» **What you have to do**:
Copy out the material below word for word and number for number, keeping every line in its original order.

» **Data provided**:
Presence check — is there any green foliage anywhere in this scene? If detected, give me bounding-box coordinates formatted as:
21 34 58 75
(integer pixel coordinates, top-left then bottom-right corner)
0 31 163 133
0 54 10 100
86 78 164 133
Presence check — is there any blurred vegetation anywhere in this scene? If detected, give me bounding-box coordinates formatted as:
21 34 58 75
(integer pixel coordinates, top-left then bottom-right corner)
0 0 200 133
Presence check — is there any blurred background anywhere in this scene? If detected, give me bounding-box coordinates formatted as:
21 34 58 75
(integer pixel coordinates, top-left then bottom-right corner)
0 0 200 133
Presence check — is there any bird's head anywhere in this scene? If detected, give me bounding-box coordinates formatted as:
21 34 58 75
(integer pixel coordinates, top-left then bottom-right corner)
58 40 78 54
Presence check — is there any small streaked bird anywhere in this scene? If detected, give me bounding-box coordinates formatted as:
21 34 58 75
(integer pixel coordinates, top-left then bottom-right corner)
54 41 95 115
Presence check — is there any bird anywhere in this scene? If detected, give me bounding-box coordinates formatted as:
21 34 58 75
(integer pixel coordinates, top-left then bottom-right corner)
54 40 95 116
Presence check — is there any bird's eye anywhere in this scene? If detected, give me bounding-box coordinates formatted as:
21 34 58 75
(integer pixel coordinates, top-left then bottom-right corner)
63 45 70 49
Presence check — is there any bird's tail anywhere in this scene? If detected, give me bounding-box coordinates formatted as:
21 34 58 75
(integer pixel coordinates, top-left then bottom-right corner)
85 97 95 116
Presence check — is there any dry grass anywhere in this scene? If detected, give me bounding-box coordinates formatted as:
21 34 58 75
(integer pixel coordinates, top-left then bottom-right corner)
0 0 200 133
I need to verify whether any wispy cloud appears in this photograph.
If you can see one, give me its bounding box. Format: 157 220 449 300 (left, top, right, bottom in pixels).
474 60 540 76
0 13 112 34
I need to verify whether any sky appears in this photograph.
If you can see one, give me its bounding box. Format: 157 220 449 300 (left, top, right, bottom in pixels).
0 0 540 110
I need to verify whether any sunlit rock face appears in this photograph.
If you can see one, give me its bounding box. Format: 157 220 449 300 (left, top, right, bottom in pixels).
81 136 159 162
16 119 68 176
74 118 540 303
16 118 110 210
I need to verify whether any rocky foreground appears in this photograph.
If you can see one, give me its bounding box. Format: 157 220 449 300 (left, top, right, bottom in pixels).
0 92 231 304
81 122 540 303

» **Written answer**:
Presence check — is there any green foliage anywhere in this scene? If detected, give me bounding-box coordinates formatted as:
21 34 58 75
(integer pixel coordinates, top-left then bottom-right corner)
0 31 163 133
0 54 10 100
86 78 164 133
Presence check — is there any blurred vegetation anywhere in this scene? If detected, give me bounding-box coordinates formatted as:
21 34 58 75
(integer pixel coordinates, top-left then bottom-right corner)
0 0 200 133
Presence check — is there any blurred background anywhere in this scene? If detected, give me bounding-box coordinates formatted as:
21 34 58 75
(integer pixel coordinates, top-left then bottom-right corner)
0 0 200 133
Presence check — is there any bird's head anywhere in this scene? If detected, give me bounding-box coordinates formatted as:
21 34 58 75
(integer pixel coordinates, top-left then bottom-right corner)
58 40 78 54
Presence check — is there any small streaked bird anywhere in this scene? If detected, give me bounding-box coordinates formatted as:
21 34 58 75
(integer pixel coordinates, top-left then bottom-right corner)
54 41 95 115
Presence check — is there any bird anywhere in this scene? If detected, give me bounding-box coordinates formatted as:
21 34 58 75
(integer pixel coordinates, top-left then bottom-right corner)
54 40 95 116
Presence check — is there any bird's eye anywhere in this scene? If detected, give me bounding-box coordinates formatted as:
21 34 58 75
(integer pixel coordinates, top-left then bottom-right corner)
63 45 70 49
Presence check — is there any bird's tail anywhere in this scene? If detected, give me bounding-box coordinates formatted as:
21 34 58 75
(integer pixel coordinates, top-left then bottom-right corner)
85 97 95 116
Presence check — is there any dry grass anywhere in this scene? If detected, give me bounding-box coordinates formatted as:
21 34 58 75
(integer pixel coordinates, top-left then bottom-right corner)
0 0 200 133
I need to verify whether any wispy cloud appears in this photograph.
If you can see one, give me its bounding box. Format: 157 220 449 300 (left, top, right, bottom in pixels).
474 60 540 76
0 13 112 34
I need to verify whether any sky appears in this photograph.
If you can see one, give me its bounding box. Format: 157 220 449 300 (left, top, right, bottom in pixels).
0 0 540 110
I need to verify whether any sunlit rock face appears in this photograph.
If you can see one, give me its bounding box. Format: 157 220 449 300 (left, top, right, bottom in pixels).
81 136 159 162
16 119 68 176
74 118 540 303
16 118 110 210
I need to verify whether any rocky foreground appears in this photograph.
If you can see one, give me its bounding box. Format: 157 220 449 300 (left, top, right, bottom in pixels).
0 92 231 304
81 122 540 303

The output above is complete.